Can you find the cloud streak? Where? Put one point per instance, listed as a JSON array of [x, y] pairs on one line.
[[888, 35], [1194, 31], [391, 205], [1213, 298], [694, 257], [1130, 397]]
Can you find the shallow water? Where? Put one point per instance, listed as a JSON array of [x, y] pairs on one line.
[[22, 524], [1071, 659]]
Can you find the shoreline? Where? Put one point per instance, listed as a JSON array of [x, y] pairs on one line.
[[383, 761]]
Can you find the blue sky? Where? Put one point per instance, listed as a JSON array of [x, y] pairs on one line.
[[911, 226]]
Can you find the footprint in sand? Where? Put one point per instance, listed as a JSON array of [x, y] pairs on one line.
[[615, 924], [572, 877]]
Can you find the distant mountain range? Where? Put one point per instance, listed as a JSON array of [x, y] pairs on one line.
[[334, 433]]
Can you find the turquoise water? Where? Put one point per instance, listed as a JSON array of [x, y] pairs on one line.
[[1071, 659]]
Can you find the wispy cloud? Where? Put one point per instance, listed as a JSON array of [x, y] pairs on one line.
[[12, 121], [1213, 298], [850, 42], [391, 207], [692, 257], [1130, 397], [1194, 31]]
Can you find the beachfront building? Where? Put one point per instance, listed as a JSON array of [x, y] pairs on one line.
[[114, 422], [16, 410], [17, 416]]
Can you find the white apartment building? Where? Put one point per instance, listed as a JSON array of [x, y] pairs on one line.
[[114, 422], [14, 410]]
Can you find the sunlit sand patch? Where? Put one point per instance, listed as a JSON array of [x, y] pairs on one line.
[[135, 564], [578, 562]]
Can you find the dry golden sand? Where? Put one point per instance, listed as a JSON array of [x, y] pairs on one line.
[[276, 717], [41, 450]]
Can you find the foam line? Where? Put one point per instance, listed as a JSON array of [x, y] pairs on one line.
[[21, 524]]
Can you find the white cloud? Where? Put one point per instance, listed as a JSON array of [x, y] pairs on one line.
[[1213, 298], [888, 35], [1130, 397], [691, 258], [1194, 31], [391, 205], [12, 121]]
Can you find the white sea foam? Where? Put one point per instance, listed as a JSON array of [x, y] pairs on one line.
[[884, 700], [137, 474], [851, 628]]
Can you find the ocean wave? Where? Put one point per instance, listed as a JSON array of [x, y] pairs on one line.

#####

**PROBLEM STATEMENT:** Present all the records above as a numbered list, omitting any blank lines.

**TASK OUTPUT:**
1. Can you find the cloud streak? Where? Put one point per instance, listed as a JSON array of [x, y] pairs on one line.
2. [[888, 35], [1194, 31], [391, 205], [1213, 298], [694, 257], [1130, 397]]
3. Can you find the shallow water? Where? Put one point per instance, listed as a JSON array of [x, y] pairs on one line.
4. [[22, 524], [1071, 659]]
5. Can you find the shoreline? Where? Put one point per instance, listed as a JSON array of [x, y] pairs on one line.
6. [[383, 761]]
7. Can you find the blue sky? Where? Put one point per instance, listed as a JSON array of [x, y] pairs on one line.
8. [[911, 226]]
9. Can you find the footprint in sand? Where? Put one point per instance, listed as a JSON array of [x, y] pairs on one line.
10. [[615, 924], [572, 877]]
11. Can you find the distant mountain range? Where? Put one point per instance, listed as a JSON array of [x, y] pairs on one line.
12. [[334, 433]]
13. Can you find the turquoise water? Where? Put one point per instance, listed as a JSON array of [x, y] pairs on one line.
14. [[1071, 659]]
15. Can you find the wispy cloud? Where? Put one point per instance, listed as a JSON array of [x, y] pairs on one line.
16. [[12, 121], [1213, 298], [850, 42], [391, 207], [692, 257], [1130, 397], [1194, 31]]
17. Can you find the beachfront building? Where? Put one point per instance, listed as a JSON array of [x, y] pairs on one line.
18. [[114, 422], [16, 410], [17, 416]]
19. Can you find the white apartment building? Where? Put one point per instance, listed as a JSON array of [x, y] pairs on one line.
20. [[114, 422], [14, 410]]
21. Can you find the sunlit sand patch? Where? Put one point per instance, listed as a JSON array of [x, y] pairs on one line.
22. [[135, 564], [578, 562]]
23. Can you find the dry golden sand? Where? Put one point per instance, listed as a JSON array of [x, y] pairs on one line.
24. [[276, 717], [41, 450]]
25. Can you find the foam line? Where? Put one point per instance, listed as a JSON array of [x, y] pairs on one line.
26. [[21, 524]]
27. Can you find the white cloud? Where? Put one point per instance, listed as a JSON array of [x, y] pairs on one line.
28. [[1213, 298], [888, 35], [1130, 397], [691, 258], [1194, 31], [391, 205], [12, 121]]
29. Can you find the white sea foam? Where? Put one point per instance, listed as a JSON array of [x, y] pairs on one line.
30. [[884, 700], [137, 474], [851, 628]]
31. Can you find the ocean wave? Where? Put one point per instance, listed as a JSON array of [x, y] pairs on one line.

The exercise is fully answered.